### [Set exercise]
Each entry in the listing below should be restated word for word.

### [Items from a dataset]
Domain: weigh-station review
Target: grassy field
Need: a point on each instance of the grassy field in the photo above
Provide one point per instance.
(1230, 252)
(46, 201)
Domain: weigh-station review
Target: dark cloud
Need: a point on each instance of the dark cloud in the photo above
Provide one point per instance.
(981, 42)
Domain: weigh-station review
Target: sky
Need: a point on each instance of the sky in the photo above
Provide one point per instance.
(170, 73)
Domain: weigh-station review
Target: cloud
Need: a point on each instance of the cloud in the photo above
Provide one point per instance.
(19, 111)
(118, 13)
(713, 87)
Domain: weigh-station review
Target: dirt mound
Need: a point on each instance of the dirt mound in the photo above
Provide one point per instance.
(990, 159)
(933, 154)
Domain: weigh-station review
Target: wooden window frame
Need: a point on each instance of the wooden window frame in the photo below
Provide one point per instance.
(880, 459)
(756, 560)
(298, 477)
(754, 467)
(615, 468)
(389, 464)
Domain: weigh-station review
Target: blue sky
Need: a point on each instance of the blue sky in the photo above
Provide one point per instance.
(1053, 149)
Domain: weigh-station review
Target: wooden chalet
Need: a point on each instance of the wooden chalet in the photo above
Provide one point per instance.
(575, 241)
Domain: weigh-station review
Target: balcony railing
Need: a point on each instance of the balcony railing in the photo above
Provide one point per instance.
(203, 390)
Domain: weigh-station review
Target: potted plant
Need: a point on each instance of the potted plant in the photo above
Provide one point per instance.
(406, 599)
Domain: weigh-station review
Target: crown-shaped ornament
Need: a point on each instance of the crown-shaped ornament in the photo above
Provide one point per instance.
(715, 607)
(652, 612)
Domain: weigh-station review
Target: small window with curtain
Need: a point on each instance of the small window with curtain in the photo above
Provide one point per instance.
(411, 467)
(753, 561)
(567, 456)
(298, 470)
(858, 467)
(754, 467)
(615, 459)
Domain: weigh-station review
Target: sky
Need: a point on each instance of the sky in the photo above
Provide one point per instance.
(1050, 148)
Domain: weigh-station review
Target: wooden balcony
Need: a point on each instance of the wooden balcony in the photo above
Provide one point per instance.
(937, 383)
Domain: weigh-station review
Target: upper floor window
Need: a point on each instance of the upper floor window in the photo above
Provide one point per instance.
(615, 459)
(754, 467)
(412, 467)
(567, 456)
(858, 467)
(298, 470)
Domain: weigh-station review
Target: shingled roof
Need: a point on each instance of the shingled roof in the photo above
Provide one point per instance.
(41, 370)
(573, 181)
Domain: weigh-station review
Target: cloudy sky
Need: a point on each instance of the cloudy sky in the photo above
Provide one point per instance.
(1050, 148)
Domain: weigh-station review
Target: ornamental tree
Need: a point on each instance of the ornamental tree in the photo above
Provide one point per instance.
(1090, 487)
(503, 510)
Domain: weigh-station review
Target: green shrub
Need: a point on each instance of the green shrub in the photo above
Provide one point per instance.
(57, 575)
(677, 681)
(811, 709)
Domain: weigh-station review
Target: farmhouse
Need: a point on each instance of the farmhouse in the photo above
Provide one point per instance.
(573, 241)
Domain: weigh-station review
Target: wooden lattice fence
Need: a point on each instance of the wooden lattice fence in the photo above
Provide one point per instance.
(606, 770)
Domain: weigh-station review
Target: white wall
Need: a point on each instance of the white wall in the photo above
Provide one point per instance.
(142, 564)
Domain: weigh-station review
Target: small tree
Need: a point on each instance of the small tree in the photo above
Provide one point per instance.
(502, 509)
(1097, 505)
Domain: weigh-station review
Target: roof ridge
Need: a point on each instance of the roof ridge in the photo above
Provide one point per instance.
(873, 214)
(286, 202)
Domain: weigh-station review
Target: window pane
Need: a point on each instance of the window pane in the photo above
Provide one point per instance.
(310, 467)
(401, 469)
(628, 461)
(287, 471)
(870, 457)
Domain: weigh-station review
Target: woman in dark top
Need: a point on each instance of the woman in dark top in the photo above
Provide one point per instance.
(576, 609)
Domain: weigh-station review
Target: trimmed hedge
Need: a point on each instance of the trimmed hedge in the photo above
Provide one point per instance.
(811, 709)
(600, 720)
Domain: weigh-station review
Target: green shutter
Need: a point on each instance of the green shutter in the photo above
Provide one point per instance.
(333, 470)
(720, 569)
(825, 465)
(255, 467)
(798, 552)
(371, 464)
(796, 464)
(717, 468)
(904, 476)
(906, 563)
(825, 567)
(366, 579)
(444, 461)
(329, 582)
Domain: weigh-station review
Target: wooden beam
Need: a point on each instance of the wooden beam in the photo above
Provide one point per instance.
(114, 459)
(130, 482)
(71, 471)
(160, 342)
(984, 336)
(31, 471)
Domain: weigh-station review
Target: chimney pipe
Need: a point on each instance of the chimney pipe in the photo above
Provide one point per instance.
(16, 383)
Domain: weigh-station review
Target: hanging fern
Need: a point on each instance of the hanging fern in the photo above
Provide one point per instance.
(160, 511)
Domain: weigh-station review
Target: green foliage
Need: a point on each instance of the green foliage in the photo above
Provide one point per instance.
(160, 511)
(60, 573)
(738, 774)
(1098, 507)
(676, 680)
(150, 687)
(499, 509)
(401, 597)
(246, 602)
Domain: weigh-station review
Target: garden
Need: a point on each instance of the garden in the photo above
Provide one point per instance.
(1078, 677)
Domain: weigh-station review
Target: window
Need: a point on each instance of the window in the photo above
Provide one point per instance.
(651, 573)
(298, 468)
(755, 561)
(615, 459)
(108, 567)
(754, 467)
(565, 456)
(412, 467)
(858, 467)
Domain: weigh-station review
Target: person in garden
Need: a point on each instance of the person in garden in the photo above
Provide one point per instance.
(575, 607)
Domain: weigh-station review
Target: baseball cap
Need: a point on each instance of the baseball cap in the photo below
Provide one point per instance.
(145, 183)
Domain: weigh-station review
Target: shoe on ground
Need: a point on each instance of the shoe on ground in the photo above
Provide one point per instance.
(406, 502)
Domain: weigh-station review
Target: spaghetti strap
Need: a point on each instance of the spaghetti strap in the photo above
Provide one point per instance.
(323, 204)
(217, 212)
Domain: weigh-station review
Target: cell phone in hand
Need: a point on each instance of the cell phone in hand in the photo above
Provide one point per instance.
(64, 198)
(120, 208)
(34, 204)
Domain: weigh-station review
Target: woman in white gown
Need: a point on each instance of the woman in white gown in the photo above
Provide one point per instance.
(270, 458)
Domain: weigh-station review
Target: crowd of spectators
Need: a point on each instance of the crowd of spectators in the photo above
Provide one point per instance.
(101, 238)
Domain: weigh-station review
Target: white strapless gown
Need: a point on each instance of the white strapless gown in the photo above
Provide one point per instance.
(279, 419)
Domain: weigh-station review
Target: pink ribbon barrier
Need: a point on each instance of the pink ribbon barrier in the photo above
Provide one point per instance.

### [Worked answer]
Domain: weigh-station review
Target: grassy field
Need: a point on each instance of the grassy field in the photo above
Provide one point per instance.
(1230, 252)
(46, 201)
Domain: weigh-station review
Target: dark cloud
Need: a point on each instance of the dark cloud in the photo above
Provide one point per instance.
(981, 42)
Domain: weigh-station review
Target: sky
Need: a point on each instance of the sky in the photo above
Provide one point per instance.
(170, 73)
Domain: weigh-station review
Target: cloud
Need: a point on each instance of the cloud in the photo above
Provide one point per instance.
(19, 111)
(118, 13)
(713, 87)
Domain: weigh-station review
Target: dirt mound
Need: a point on each instance of the dirt mound in the photo above
Provide one point per instance.
(990, 159)
(933, 154)
Domain: weigh-station review
Target: wooden window frame
Need: a point on each instance of the wooden window frame in the photo below
Provide one point per instance.
(880, 459)
(756, 560)
(298, 477)
(754, 467)
(615, 468)
(389, 464)
Domain: weigh-station review
Target: blue sky
Need: a point on each instance of the blue sky in the photo above
Provide one point per instance.
(1053, 149)
Domain: weigh-station review
Target: wooden chalet
Need: a point on each instance of the wooden chalet in the photo above
Provide one point per instance.
(575, 241)
Domain: weigh-station review
Target: balcony railing
Need: a point on each instance of the balcony railing in the photo above
Provide one point per instance.
(203, 390)
Domain: weigh-station review
Target: potted plant
Need: a point on each instance of the potted plant in the photo above
Provide one point per instance.
(406, 599)
Domain: weigh-station review
Target: crown-shaped ornament
Need: a point on each instance of the crown-shaped ornament in the photo above
Provide one point per instance.
(715, 607)
(652, 612)
Domain: weigh-station review
Target: small window with curtain
Need: a point on each instance of the small window with curtain in the photo above
Provide one point per instance.
(411, 467)
(753, 561)
(567, 456)
(298, 470)
(858, 467)
(754, 467)
(615, 459)
Domain: weigh-station review
Target: sky
Need: a point on each instance of the sky in the photo above
Provide one point per instance.
(1050, 148)
Domain: weigh-station review
Target: wooden balcony
Need: a point on each instance of the wooden balcony in the photo above
Provide one point per instance.
(937, 383)
Domain: weigh-station review
Target: upper floor window
Need: a point on each instance of the upper floor window in the photo above
Provide one point per instance.
(615, 459)
(754, 467)
(412, 467)
(567, 456)
(858, 467)
(298, 470)
Domain: weigh-station review
Target: shingled roof
Need: a point on each instance of the shingled roof in the photo above
Provide one point per instance.
(41, 370)
(573, 181)
Domain: weigh-station review
Target: cloudy sky
Need: a point on each instance of the cloudy sky in the photo above
Provide one point per instance.
(1050, 148)
Domain: weigh-station review
Target: ornamental tree
Need: a point on each instance of the ornamental tree in the photo above
Provide one point per instance.
(1090, 487)
(503, 510)
Domain: weigh-station review
Target: green shrub
Need: a point on each instance of the green shrub in the photo above
Provide one point per instance.
(57, 575)
(677, 681)
(811, 709)
Domain: weigh-station review
Target: farmhouse
Need: a point on each instance of the farmhouse in the photo above
Provide one point per instance.
(573, 241)
Domain: weigh-station review
Target: wooden lattice fence
Need: a point on each instance of the wooden lattice fence in the photo above
Provide one point per instance.
(606, 770)
Domain: weigh-station review
Target: white wall
Need: a point on each instance of the white wall in the photo above
Provide one point per instance.
(142, 564)
Domain: weigh-station review
Target: small tree
Need: a point on each instance of the small tree in the photo above
Provide one point per instance.
(502, 509)
(1097, 505)
Domain: weigh-station review
Target: roof ridge
Need: a point on each instance of the roof ridge in the photo above
Provide one point per instance.
(873, 214)
(286, 202)
Domain: weigh-station review
Target: window pane
Need: a point on each instance of the window pane in the photo above
Provide one point per instance.
(310, 467)
(401, 469)
(628, 461)
(287, 471)
(870, 457)
Domain: weigh-station review
Target: woman in dark top
Need: a point on each instance of the woman in dark top in the photo above
Provide one point per instance.
(576, 609)
Domain: weigh-station review
Target: trimmed hedge
Need: a point on each instance of the trimmed hedge in the photo above
Provide one point per instance.
(811, 709)
(600, 720)
Domain: weigh-station review
Target: green shutter
Need: a point on each instance of the green shutter in the photo above
Provide one point per instance.
(333, 470)
(720, 569)
(825, 465)
(255, 467)
(798, 552)
(371, 464)
(796, 464)
(717, 468)
(904, 476)
(906, 563)
(825, 567)
(366, 579)
(444, 461)
(329, 582)
Domain: weigh-station review
Target: wooden beam
Need: a point on each instance of the wooden beam in the photo above
Provide one point per instance.
(114, 459)
(130, 482)
(71, 471)
(160, 342)
(984, 336)
(31, 471)
Domain: weigh-station review
Target: chimney pipe
Need: a point on each instance of the chimney pipe in the photo above
Provide one point per instance.
(16, 383)
Domain: weigh-station review
Target: hanging fern
Need: a point on each instance of the hanging fern in the photo above
Provide one point per instance.
(160, 511)
Domain: weigh-station review
Target: green foliage
Need: a point on each instance of the green foliage in the photo above
Provide one point per instance.
(160, 511)
(60, 573)
(738, 774)
(1098, 507)
(676, 680)
(150, 687)
(499, 509)
(401, 597)
(246, 602)
Domain: weigh-station review
Target: garden
Need: a point on each instance of the garden in the photo above
Provide one point per instance.
(1078, 677)
Domain: weigh-station review
Target: window
Need: a point on each instance of the window in the photo above
Provide one point per instance.
(651, 573)
(298, 468)
(755, 561)
(615, 459)
(108, 567)
(754, 467)
(565, 456)
(412, 467)
(858, 467)
Domain: weigh-station review
Target: person in garden
Need: a point on each instance of the person in garden in the photo above
Provide one point per instance.
(575, 607)
Domain: weigh-station review
Target: baseball cap
Need: a point on each instance of the baseball cap in the photo below
Provide one point per instance.
(145, 183)
Domain: weigh-station review
Target: shoe on ground
Need: a point on each instance of the shoe on ground in the photo above
Provide one point per instance.
(406, 502)
Domain: weigh-station review
Target: spaghetti strap
Need: a point on each instance of the spaghetti strap in the photo above
Provide one point per instance.
(323, 204)
(217, 212)
Domain: weigh-station review
Target: cell phone in hand
Need: a point on each instance of the cell phone in hand in the photo above
Provide one point per instance.
(64, 198)
(120, 208)
(34, 204)
Domain: weigh-station review
Target: woman in white gown
Need: a point on each instance of the woman in white gown in the photo above
Provide one point per instance.
(270, 458)
Domain: weigh-station review
Target: crowd of spectators
Need: a point on each instance of the crowd of spectators in the photo above
Provide one point per instance.
(101, 238)
Domain: weigh-station review
Target: white strapless gown
Need: a point on each instance of the white strapless gown in the photo above
Provide one point per instance.
(279, 419)
Domain: weigh-station review
Target: pink ribbon barrier
Need: a point on each instance of the pink ribbon barrier in the photo above
Provide one point per instance.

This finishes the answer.